WHAT YOU NEED TO DO
Could you set down the full listing, unchanged?

SUPPLIED MATERIAL
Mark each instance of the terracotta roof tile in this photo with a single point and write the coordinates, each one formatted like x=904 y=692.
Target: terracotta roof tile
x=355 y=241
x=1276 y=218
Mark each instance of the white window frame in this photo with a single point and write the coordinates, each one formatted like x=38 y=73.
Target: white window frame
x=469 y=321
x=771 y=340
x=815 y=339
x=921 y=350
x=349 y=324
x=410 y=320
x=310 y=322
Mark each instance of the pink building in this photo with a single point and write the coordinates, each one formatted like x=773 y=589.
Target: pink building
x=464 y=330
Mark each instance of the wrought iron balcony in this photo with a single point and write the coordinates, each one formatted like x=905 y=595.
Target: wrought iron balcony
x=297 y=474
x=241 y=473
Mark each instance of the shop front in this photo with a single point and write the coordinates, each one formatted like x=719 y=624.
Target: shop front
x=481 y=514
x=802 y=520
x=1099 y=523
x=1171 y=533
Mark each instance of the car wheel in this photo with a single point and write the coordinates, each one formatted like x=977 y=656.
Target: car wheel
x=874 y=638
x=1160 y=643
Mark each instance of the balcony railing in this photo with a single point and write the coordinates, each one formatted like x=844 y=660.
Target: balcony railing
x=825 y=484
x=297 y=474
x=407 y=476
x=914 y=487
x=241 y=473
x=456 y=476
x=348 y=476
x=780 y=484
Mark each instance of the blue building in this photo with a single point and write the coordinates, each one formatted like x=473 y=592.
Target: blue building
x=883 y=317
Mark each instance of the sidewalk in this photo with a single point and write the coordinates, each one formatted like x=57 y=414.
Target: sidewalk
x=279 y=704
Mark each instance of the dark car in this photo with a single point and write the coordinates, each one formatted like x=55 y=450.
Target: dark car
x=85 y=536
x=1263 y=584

FINAL ANSWER
Mark each instance of the terracotta roof tile in this photo with a single point and write the coordinates, each one formatted like x=904 y=692.
Target: terracotta roof tile
x=355 y=241
x=1276 y=218
Mark each instance of the white window frame in this photo with a single point and write the coordinates, each one formatted like x=38 y=73.
Target: white window frame
x=469 y=321
x=771 y=340
x=815 y=339
x=921 y=350
x=349 y=324
x=410 y=320
x=310 y=322
Mark each instance of the pink building in this photo with a single point and write the coordinates, each one formatted like x=773 y=589.
Target: pink building
x=464 y=330
Mark each instance of the wrought iron balcony in this photo with a single point and write the coordinates, each one formatted like x=905 y=595.
Target: wrought iron balcony
x=297 y=474
x=241 y=473
Mark each instance of the shop front in this photo with a single point and write the coordinates, each one formatted like x=719 y=624.
Target: shop front
x=481 y=514
x=802 y=520
x=1099 y=523
x=1171 y=533
Mark each instance of the car wheel in this photo with a single point and write the coordinates, each one formatted like x=977 y=656.
Target: car wheel
x=874 y=638
x=1160 y=643
Mark each instance of the balcony railing in this photo with a single point and write the coordinates, each one formatted like x=844 y=660.
Target: balcony railing
x=825 y=484
x=297 y=474
x=407 y=476
x=914 y=487
x=241 y=473
x=456 y=476
x=348 y=476
x=780 y=484
Mark each instance of the blue building in this photo with a single point and write the coordinates, each one formatted like x=473 y=592.
Target: blue building
x=883 y=317
Mark each instance of the sidewalk in this photo with a single point and write the coordinates, each one formatted like x=57 y=414.
Target: sidewalk
x=279 y=704
Mark each instance of the dark car in this photo with a single point and write the coordinates, each one formatted like x=55 y=450.
Target: dark car
x=85 y=536
x=1263 y=584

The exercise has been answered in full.